TASK PROMPT:
Find the line that contains "pixel 885 421" in the entries below. Output it and each later line exactly, and nothing else.

SUPPLIED DATA:
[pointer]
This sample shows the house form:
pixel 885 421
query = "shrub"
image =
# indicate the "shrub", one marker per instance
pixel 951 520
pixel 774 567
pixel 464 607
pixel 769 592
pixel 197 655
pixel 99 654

COMPLETED EXERCISE:
pixel 885 421
query = "shrub"
image =
# indicate the "shrub", one marker per instance
pixel 951 520
pixel 774 567
pixel 464 607
pixel 769 592
pixel 197 655
pixel 99 654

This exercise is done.